> [Extract]:
>>>>>

Armature Exchange, Inc. v. United States

28 F. Supp. 10 | S.D. Cal. | 1939

YANKWICH, District Judge

(after stating the facts as above).

In Section 606(c) of the Revenue Act of 1932, the Congress provided:

“There is hereby imposed upon the following articles, sold by the manufacturer, producer, or importer, a tax equivalent to the following percentages of the price for which so sold:
* * ❖
“(c) Parts or accessories (other than tires and inner tubes) for any of the articles enumerated in subsection (a) or (b), 2 per centum.”

This is followed by certain definitions and enumerations of specific articles, which do not concern us.

The Government, in insisting that the tax on rewound armatures was collected rightfully, relies on the preamble of «.his subdivision, and mainly on the words “manufacturer” or “producer.”

The verb “manufacture” is thus defined in Webster’s Unabridged Dictionary, latest (1937) edition: “Manufacture. To make (wares or other products) by hand, by machinery, or by other agency; as, to manufacture cloth, nails, glass, et cetera.”

A manufacturer, of course, is “one who manufactures. A factory operative. An employer of operatives in manufacturing; the owner of a manufactory.”

The verb “produce” is almost synonymous with “manufacture.” I think, in a certain sense, a thing may be produced, although it is not manufactured, because it may be the result of the assembling of various parts; but, ordinarily, the words are the same. The same dictionary gives this definition of “produce”: “To give being or form to; to manufacture; make; as, he produces excellent pottery.” And the definition of producer is “one who produces, brings forth, or generates.”

<<<<<

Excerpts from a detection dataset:
>>>>>

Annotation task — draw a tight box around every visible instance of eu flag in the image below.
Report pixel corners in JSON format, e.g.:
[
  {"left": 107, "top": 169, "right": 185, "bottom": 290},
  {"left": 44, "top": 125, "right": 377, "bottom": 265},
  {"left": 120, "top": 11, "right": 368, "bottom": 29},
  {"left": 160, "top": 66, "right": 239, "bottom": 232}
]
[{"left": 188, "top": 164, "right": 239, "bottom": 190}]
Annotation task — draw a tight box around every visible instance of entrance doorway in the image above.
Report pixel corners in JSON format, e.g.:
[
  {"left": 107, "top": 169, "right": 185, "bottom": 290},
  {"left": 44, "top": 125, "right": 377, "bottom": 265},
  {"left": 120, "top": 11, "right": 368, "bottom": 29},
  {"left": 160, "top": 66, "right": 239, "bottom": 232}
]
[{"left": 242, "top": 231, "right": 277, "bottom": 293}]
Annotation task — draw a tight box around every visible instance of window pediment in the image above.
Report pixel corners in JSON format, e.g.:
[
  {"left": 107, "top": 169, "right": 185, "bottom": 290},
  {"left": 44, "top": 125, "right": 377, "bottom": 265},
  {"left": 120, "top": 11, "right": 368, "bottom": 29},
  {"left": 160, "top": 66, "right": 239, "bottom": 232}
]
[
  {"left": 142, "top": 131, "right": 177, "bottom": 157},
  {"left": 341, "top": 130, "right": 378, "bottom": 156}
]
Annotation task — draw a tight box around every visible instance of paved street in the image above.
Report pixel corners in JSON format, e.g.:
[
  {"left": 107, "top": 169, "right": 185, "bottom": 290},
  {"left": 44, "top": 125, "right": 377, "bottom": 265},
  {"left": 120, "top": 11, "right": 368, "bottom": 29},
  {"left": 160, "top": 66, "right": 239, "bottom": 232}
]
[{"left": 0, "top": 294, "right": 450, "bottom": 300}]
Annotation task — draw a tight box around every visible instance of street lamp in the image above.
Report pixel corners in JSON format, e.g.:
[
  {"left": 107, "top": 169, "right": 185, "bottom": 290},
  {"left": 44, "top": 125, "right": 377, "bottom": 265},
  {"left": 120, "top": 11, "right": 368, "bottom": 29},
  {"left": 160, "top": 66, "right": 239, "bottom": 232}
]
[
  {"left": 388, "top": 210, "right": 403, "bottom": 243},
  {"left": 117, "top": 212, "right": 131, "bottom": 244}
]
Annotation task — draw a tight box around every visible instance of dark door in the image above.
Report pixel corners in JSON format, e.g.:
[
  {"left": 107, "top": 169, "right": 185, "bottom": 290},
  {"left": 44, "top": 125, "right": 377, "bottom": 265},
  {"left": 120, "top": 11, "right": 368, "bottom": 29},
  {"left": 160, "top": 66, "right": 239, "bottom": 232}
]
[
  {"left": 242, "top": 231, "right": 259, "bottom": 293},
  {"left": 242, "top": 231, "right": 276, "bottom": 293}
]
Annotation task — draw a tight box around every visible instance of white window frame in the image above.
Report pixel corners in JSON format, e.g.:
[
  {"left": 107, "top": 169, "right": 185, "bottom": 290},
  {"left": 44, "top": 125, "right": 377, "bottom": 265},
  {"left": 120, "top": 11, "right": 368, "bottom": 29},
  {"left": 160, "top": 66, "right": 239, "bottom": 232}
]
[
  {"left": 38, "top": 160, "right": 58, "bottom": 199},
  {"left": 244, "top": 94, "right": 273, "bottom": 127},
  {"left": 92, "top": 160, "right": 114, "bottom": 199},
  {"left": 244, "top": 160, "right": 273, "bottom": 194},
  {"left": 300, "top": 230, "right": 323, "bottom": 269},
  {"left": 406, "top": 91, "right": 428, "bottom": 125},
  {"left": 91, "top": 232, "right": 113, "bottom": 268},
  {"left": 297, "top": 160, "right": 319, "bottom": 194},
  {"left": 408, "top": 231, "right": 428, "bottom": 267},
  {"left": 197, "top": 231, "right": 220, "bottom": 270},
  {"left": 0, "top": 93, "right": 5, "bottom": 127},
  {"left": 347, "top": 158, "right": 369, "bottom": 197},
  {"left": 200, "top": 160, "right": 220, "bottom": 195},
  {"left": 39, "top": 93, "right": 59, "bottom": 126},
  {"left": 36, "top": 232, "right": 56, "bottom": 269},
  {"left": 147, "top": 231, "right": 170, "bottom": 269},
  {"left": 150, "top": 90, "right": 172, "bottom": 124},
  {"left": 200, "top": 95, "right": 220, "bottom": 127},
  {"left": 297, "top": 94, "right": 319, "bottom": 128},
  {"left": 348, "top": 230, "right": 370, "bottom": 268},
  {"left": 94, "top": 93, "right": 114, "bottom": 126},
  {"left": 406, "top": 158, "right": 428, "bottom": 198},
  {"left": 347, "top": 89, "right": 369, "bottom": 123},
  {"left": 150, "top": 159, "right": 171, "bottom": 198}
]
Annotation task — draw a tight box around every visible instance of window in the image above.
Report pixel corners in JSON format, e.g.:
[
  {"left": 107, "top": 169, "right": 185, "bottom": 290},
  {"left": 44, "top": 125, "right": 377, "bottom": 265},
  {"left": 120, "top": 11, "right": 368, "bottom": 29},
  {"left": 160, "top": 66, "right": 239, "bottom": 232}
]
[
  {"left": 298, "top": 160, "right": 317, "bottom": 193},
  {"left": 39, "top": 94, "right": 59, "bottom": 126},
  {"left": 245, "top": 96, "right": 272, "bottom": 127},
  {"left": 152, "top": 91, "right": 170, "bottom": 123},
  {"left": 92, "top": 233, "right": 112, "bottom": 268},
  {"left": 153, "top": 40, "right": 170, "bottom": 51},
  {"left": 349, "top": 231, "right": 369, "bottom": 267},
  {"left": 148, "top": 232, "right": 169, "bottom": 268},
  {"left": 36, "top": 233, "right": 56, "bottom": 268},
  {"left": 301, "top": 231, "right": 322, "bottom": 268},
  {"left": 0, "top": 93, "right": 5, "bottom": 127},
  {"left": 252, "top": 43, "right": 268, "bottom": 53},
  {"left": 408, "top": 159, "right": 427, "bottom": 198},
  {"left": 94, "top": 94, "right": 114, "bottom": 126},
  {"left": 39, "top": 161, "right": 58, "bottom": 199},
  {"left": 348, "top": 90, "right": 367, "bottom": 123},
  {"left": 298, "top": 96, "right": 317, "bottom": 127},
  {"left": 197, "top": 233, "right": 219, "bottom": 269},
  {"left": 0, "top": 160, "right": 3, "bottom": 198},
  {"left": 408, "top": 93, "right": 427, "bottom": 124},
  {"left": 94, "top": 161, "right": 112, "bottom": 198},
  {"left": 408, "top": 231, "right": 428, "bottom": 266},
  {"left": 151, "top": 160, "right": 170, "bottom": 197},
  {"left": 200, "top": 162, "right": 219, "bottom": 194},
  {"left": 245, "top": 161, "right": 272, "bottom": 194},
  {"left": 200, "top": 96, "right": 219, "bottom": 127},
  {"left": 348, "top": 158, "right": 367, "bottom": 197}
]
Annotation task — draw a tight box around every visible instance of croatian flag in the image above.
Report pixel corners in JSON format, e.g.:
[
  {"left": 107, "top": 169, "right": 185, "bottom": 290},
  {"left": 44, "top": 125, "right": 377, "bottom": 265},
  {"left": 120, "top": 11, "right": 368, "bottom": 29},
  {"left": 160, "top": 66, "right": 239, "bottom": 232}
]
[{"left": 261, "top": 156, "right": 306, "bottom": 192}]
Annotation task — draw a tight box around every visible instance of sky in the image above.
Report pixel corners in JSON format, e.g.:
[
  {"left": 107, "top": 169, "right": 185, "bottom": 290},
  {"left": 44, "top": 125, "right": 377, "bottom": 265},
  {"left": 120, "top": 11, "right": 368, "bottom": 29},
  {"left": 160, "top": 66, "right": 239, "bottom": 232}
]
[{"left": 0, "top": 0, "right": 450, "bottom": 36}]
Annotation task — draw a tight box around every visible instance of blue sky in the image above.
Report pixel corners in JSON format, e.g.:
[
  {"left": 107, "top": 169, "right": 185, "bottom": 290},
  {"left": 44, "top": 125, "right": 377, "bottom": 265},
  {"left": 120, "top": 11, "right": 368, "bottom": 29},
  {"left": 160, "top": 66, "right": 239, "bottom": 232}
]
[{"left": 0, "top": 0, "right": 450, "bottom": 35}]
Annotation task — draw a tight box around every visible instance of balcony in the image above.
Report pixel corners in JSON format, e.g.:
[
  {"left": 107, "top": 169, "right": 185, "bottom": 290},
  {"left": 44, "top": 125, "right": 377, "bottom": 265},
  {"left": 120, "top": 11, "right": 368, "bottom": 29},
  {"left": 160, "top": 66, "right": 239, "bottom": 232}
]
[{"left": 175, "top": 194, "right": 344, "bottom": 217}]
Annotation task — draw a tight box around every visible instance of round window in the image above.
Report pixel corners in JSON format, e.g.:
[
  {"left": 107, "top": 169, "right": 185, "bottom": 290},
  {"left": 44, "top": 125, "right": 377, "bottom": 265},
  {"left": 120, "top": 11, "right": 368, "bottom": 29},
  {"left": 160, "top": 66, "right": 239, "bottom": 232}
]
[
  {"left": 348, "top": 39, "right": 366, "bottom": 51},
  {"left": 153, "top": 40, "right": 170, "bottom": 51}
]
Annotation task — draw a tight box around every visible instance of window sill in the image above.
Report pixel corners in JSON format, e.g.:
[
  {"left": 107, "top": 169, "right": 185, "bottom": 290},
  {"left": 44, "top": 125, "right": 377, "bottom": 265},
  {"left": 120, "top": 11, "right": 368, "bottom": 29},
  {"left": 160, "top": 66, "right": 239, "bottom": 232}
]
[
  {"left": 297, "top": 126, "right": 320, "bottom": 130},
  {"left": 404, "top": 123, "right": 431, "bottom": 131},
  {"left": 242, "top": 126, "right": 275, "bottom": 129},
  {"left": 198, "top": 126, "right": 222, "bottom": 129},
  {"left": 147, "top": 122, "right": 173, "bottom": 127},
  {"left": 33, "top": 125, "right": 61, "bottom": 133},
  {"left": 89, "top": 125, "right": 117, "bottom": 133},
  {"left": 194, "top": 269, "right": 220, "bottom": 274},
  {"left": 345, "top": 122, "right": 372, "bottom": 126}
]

<<<<<

> [Requirement]: Reproduce the passage of the court opinion that begins with the words "(after stating the" and stops after "not concern us.". You won't need the items for anything here.

> [Task response]:
(after stating the facts as above).

In Section 606(c) of the Revenue Act of 1932, the Congress provided:

“There is hereby imposed upon the following articles, sold by the manufacturer, producer, or importer, a tax equivalent to the following percentages of the price for which so sold:
* * ❖
“(c) Parts or accessories (other than tires and inner tubes) for any of the articles enumerated in subsection (a) or (b), 2 per centum.”

This is followed by certain definitions and enumerations of specific articles, which do not concern us.